## Supplied passage
- - -

The importance of gratitude
The more you praise and celebrate your life, the more there is in life to celebrate – Oprah Winfrey
The gratitude journal
Early on in my journey to quit alcohol I started a gratitude journal. If you are thinking it’s a whole lot of Byron Bay hippie BS, it’s really not. I am a firm believer that this is an essential part of success in kicking the binge.
If you are struggling with depression and self-esteem issues, gratitude helps to solidify your decisions. When you feel grateful for your body, your surroundings, your family you start to realise, why would I want to damage this?
Quitting alcohol can at times feel like a walk in the park and other times it can feel like a real struggle. Gratitude helps build a strong foundation so that you can cope when the going gets tough. It’s so easy to slip in to negative patterns and ways of thinking.
We are surrounded my negativity in the news, other people, our own minds. When you are in a negative pattern you are stuck in that dream world of storytelling. Gratitude snaps you back to reality. It snaps you back to what is good.

- - -

## Set of tasks
- 1) Rewrite the gratitude passage beginning at the words "Quitting alcohol can" and stopping after "ways of thinking.", replacing "a walk in the park" with "a breeze".
- 2) In the gratitude passage, what did the writer start early on in the journey to quit alcohol?
- 3) What sources of negativity does the gratitude passage say we are surrounded by?
Rely only on the gratitude passage itself when answering.

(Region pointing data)
- - -

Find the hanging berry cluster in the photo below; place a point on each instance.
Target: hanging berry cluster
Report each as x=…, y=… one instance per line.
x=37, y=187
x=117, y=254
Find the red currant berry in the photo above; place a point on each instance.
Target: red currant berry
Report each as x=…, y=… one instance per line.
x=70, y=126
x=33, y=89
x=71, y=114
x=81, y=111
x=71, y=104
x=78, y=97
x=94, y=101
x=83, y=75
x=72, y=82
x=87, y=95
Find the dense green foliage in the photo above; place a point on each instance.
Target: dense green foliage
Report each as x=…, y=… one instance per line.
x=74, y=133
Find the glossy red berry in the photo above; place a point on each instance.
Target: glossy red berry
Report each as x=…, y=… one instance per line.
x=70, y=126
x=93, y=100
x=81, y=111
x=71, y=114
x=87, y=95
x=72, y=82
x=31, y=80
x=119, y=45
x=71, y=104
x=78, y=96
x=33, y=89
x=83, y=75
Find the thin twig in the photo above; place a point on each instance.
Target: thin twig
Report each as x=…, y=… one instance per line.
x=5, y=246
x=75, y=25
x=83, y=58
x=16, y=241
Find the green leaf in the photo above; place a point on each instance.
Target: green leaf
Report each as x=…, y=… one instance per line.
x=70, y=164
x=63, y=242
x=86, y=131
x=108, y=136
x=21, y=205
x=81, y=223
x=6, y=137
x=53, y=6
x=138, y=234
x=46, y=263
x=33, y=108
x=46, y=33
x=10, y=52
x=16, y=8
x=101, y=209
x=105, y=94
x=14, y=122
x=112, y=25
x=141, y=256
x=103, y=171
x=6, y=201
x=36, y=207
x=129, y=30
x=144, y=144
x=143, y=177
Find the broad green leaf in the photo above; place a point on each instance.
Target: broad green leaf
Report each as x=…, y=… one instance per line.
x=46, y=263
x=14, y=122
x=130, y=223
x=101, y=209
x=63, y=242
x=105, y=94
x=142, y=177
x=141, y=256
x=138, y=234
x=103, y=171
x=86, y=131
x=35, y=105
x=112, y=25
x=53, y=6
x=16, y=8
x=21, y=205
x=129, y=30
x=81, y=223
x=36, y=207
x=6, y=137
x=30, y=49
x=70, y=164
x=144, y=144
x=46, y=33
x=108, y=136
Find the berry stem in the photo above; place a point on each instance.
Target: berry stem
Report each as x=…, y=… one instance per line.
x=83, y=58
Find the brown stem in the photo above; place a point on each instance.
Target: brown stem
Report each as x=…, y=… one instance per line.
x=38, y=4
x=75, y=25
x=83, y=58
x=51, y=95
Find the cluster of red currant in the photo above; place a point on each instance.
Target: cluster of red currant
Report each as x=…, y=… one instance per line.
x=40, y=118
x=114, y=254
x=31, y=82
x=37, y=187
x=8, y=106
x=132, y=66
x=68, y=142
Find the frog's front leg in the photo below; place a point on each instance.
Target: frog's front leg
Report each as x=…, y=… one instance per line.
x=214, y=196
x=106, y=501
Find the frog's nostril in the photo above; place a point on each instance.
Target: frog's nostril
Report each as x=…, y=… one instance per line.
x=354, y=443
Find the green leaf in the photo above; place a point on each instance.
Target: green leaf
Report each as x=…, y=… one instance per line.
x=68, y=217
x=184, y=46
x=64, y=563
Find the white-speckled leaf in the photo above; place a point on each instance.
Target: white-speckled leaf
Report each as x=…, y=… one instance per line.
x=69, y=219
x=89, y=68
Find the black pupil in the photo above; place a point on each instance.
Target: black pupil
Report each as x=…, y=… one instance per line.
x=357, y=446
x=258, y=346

- - -

## Outputs by task
- 1)
Quitting alcohol can at times feel like a breeze and other times it can feel like a real struggle. Gratitude helps build a strong foundation so that you can cope when the going gets tough. It’s so easy to slip in to negative patterns and ways of thinking.

- 2) A gratitude journal.

- 3) The news, other people, our own minds